**Excerpted text:**

((

I find that the whole 'KOS problem' is less significant between constantly needing to expose yourself (or work with a group) in order to secure resources, and having a smaller community of regulars who are playing on the server one day after another. Though you can kill people with impunity and without any artificial constraints, you will eventually be acknowledged by various groups as dangerous/unfriendly and people may go out of their way to make your life difficult (nothing so black and white as heros or bandits, just various existing social circles on a server where you've got 40-50 people at all times and hundreds of individual characters regularly playing)

 

when you're playing alone, being a dick on a regular basis will eventually leave you getting hunted down by groups of people. at that point, however proficient you are at surviving or making others die, the odds simply aren't in your favour. while a pretty exciting way of playing the game, it doesn't exactly promote survival in the long-term, which some believe to be the goal more than others. i guess thats what makes the game fun in the end, the fact that different people are drawing completely different things out of the experience. If everyone just sat there holed up with their long-range scopes waiting for another person to run through their field of view, things would be pretty dull.

 

I guess I've never really played on a Private server based on my own prejudice, mainly because of the reasons I have expressed about being able to have several characters at once. I have had a "main" server that I played on quite a bit during the mod because my friends and I had vehicles and tents on there but after awhile we realized that the server became less and less populated due to our success in hoarding all the vehicles and a helicopter in which we were able to use to reclaim our vehicles. I suppose if we find an excellent private Hive to play on, we could give it a shot and see how it goes. I'm intrigued by your reasoning for it, so I feel compelled to take a chance.

 

Do you suggest any private servers?

 

 

I will admit that I only read the first few pages of this thread, so I apologize if I am repeating things.

))

**Task directions:** Please write what comes next in the forum post about killing on sight and private game servers, starting right after its final sentence. The listing after this point isn't needed for anything here.

**Data listing:**
((

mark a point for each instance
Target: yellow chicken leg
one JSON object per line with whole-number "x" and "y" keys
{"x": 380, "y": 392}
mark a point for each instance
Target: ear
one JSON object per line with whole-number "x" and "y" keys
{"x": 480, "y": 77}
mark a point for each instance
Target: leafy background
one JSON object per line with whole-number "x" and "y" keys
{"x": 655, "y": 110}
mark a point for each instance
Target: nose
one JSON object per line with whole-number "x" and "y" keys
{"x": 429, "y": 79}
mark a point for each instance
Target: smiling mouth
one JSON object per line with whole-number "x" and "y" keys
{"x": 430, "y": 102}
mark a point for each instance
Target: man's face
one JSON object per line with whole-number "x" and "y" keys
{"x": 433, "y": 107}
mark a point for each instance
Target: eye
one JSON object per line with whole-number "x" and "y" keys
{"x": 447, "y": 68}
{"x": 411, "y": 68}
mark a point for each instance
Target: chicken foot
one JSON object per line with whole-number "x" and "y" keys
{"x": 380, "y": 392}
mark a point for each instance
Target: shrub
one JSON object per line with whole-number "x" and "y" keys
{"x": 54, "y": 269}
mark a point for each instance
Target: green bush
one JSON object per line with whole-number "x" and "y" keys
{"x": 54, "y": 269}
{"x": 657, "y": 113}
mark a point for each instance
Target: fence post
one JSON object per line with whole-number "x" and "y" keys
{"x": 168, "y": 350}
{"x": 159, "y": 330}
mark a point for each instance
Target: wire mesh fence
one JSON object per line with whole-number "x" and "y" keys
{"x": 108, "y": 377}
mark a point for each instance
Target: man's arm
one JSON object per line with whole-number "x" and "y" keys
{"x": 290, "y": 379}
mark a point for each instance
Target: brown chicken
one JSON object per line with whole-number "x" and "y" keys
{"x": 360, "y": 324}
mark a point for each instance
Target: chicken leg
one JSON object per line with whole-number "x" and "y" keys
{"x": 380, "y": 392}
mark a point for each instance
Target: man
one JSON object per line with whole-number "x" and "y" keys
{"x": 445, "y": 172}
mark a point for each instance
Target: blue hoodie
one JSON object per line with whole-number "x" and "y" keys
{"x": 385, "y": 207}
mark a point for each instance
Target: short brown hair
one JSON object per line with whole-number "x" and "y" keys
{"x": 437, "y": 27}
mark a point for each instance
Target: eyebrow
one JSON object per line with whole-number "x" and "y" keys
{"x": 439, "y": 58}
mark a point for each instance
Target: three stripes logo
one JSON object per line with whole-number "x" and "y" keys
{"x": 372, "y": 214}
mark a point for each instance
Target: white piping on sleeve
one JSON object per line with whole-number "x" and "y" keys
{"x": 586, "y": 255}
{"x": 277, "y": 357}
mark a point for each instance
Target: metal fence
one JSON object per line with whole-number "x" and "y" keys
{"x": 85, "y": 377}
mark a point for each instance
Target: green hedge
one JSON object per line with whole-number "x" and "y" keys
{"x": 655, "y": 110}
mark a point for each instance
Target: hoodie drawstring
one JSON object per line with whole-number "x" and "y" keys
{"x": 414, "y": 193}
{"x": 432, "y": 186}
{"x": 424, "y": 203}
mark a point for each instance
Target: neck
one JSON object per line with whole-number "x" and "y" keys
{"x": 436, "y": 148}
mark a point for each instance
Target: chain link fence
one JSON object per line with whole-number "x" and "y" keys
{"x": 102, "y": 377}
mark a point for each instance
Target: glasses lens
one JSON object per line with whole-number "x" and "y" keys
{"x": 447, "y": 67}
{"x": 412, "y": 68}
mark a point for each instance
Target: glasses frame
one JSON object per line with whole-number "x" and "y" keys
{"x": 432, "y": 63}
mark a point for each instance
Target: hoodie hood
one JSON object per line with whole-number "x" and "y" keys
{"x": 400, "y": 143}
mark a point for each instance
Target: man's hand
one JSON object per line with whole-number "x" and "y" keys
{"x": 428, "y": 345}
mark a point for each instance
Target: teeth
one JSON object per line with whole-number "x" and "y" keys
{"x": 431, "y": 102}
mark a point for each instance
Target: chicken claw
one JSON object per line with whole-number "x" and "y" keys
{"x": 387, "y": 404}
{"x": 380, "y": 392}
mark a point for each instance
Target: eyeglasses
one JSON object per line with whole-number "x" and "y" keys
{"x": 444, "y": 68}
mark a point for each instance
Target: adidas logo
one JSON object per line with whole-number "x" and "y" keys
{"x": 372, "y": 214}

))

**Answer to this problem:**
 

I personally find that KOS is fairly annoying (being a new player) but that is because I find it so hard to see other players I need Doritos above their heads hahaha. But that is not my point. I accept it, and while I try to be friendly it usually ends bad for me most still try to kill me. As stated by others its probably got to do with the fact that it is basically a zombie survival game without zombies, and not a whole lot do being alpha and all. 

 

Anyway I was going to make the statement that KOS is not that strange, or different to what I think would actually happen if this scenario were real. At first I think most people would have a hard time killing someone, but as something like this progresses people would get desensitised to killing and violence. It would be hard to trust people you know let alone a stranger. 

 

Oh, I agree. I still think there would be far greater dispersion in mentalities than there currently are in this game right now, though. A lot of people would try to cling to their semblance of humanity and law abiding behavior. Some wouldn't kill unless threatened. Some might be more acclimatized to violence. But as it stands right now, most realize it's a kill or be killed scenario. I love the tagline, "Fight the dead, fear the living." Because it's true. But the overall mindset of people in DayZ does not represent what I think a real life scenario might bring. I'm curious if there's a way to simulate that.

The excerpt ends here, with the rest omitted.